> [To-do list]:
**1)** In the rice-and-potatoes passage, copy the stretch from "I left that" through "potatoes:who I am.", swapping "Chef" for "Cook".
**2)** Answer these questions about the rice-and-potatoes passage:
(a) What did the writer's friend give the writer three weeks ago?
(b) What had the rice been sautéed with?
(c) How many spices does the writer say the potatoes did not go through?

Only God can make you who you are and who you should be. God made me myself so there’s really no one else I can be. I learned and important lesson that day: be yourself or be unhappy.
Be yourself or be unhappy._ msichanawanairobi
This came to me three weeks ago when a friend of mine, who I just love to bits, gave me a plate of rice and potatoes. (Yaaaaay! Finally, the juicy stuff.) I was low that day. I didn’t want people to know and I was planning my undercover exit when I ran into her and she blessed my heart and stomach with that plate. The best plate I’ve had. I still have memories.
That plate was simple. Sure, the rice had been sauteed with a few onions and the potatoes had been fried in a sauce, but at the core of that plate…the rice and potatoes were just that: rice and potatoes. I remember thinking,
“How simple. How authentic. How unapologetically original.” (Yes, I have such deep thoughts when I eat.)
The rice tasted like rice, regardless of the onions, though I’ll admit they were positively complementary. The potatoes! Those potatoes were the most potato potatoes I have ever had. And they satisfied me. They did not go through three cooking techniques and 501 spices, but they satisfied me. Whatever was added to them enhanced what they really were at their core: Rice and potatoes. They were simple and they satisfied me.
I left that place wanting to be like that simple plate of rice and potatoes. Unapologetically myself. I didn’t want to cover myself with 501 Spices in the forms of people’s expectations of who I am to be. I didn’t want to keep trying to live up to this world’s generic version of originality. I wanted to leave it to the Chef, to God. The only one who knows what to change and tweak in me to make me who I should be and who I really am. That’s the only way I’ll truly be satisfied.
I’m tired of being unhappy. So, I’m going to be that plate of rice and potatoes:who I am.

> [Dataset extract]:
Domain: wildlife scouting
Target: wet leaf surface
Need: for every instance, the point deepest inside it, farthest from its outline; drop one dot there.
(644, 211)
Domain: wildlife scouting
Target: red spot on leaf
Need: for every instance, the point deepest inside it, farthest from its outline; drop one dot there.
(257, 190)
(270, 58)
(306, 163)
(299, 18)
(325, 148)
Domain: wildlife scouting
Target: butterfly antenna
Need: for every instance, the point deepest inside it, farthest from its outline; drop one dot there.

> [Task solutions]:
**1)**
I left that place wanting to be like that simple plate of rice and potatoes. Unapologetically myself. I didn’t want to cover myself with 501 Spices in the forms of people’s expectations of who I am to be. I didn’t want to keep trying to live up to this world’s generic version of originality. I wanted to leave it to the Cook, to God. The only one who knows what to change and tweak in me to make me who I should be and who I really am. That’s the only way I’ll truly be satisfied.
I’m tired of being unhappy. So, I’m going to be that plate of rice and potatoes:who I am.

**2)**
(a) A plate of rice and potatoes.
(b) A few onions.
(c) 501.